**Stated goal A**
From the swan design thread, copy the passage that opens with the words containing "If there was" and closes with "Ugs (10 Sep 2009)".

# swan design



## JAYJAY (10 Sep 2009)

HI all,
i was asked to do a swan design just last week and seem as this was my 1st real request was chuffed to do it! found a few pics of swans i liked and came up with this......hope u like it , Gill said you all like to see pics and i'd like a bit of feedback if thats ok, its the only time i've had a go at designing and munipulating something for the scroll saw  all feedback welcome good......and bad


----------



## Gill (10 Sep 2009)

I like that design very much indeed  . You can clearly tell it is a swan and the fretwork is crisp. Unlike some fretwork designs which attempt to be an almost photographic representation of the subject, this is an interpretation which captures the spirit instead. It is much more creative and emotive. I really like the way you have kept the centre of the bird solid, flaring towards outer lightness. Adding the water effect is a lovely touch too, giving the piece balance.

If there was an aspect of the design which I thought deserved a negative critique, I would tell you - believe me! However, I think it's about as good as a design could be.

Thank you ever so much for showing us - I hope this is just the first of many more  .

Gill


----------



## Ugs (10 Sep 2009)

That is lovely.

**Dataset content**
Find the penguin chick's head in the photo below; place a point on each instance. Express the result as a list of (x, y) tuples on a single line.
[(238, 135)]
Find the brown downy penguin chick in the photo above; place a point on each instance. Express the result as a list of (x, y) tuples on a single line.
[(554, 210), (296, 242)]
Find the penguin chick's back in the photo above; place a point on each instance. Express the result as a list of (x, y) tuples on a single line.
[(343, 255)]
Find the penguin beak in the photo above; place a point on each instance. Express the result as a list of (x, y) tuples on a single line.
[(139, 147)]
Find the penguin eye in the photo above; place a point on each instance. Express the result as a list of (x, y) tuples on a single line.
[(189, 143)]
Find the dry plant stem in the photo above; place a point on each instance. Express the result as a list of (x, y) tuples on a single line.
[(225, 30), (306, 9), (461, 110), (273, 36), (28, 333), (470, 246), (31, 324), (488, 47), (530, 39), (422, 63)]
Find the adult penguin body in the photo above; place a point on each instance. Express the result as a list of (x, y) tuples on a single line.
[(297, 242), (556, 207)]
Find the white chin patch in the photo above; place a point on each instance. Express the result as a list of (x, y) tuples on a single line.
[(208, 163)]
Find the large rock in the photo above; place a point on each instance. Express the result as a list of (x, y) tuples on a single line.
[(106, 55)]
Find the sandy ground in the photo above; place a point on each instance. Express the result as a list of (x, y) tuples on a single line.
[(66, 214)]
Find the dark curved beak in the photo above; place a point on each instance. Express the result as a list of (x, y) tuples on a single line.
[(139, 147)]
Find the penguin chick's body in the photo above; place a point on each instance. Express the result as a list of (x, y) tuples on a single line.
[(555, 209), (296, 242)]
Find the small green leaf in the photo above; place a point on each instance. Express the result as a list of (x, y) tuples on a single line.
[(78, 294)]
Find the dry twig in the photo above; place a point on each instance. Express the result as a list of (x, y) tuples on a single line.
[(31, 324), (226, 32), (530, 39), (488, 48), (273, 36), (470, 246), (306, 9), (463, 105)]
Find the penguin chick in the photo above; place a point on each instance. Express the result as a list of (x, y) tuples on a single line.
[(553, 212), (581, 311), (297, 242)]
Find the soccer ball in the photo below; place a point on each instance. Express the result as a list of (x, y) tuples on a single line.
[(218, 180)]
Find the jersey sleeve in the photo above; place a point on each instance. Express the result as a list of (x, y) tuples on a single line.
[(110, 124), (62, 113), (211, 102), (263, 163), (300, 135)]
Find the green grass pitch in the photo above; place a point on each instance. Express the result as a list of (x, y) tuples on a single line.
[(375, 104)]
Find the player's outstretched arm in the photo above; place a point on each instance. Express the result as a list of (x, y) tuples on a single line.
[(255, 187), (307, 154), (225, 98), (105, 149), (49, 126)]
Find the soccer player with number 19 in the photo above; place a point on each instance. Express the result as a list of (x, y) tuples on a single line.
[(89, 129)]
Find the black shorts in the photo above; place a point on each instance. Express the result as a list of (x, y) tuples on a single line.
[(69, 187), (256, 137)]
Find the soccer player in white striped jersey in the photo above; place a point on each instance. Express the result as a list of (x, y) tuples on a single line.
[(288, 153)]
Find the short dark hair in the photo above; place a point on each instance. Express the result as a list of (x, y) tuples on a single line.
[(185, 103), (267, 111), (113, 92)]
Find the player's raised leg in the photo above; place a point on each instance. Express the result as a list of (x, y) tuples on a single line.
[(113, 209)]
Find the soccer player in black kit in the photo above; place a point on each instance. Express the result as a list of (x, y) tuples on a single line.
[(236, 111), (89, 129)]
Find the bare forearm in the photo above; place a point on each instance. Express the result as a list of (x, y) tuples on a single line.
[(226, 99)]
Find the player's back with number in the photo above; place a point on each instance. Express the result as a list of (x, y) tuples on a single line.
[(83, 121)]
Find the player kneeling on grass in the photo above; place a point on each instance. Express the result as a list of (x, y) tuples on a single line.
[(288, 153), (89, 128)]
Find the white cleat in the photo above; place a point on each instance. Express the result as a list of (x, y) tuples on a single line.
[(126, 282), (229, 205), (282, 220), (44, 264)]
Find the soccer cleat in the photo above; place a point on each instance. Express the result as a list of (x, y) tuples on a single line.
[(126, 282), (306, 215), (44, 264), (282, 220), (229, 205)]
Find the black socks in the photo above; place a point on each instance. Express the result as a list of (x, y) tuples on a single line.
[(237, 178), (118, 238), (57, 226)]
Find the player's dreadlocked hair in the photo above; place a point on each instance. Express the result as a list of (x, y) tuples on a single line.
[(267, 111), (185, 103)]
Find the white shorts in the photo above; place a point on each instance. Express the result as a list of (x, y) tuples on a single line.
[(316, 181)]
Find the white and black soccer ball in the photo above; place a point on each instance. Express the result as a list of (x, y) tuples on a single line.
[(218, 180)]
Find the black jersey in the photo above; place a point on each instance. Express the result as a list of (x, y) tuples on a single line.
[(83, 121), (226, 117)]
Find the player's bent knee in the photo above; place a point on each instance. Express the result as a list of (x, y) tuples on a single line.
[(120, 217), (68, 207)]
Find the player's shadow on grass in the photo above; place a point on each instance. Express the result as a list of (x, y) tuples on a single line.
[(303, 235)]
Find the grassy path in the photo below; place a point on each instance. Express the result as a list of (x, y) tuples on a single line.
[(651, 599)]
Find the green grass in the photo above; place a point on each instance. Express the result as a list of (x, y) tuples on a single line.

**Stated goal B**
In the rows above, reproduce the part that opens with the line containing "Find the black socks" and closes with the line containing "[(237, 178), (118, 238), (57, 226)]", including both of those lines.

**Expected output A**
If there was an aspect of the design which I thought deserved a negative critique, I would tell you - believe me! However, I think it's about as good as a design could be.

Thank you ever so much for showing us - I hope this is just the first of many more  .

Gill


----------



## Ugs (10 Sep 2009)

**Expected output B**
Find the black socks in the photo above; place a point on each instance. Express the result as a list of (x, y) tuples on a single line.
[(237, 178), (118, 238), (57, 226)]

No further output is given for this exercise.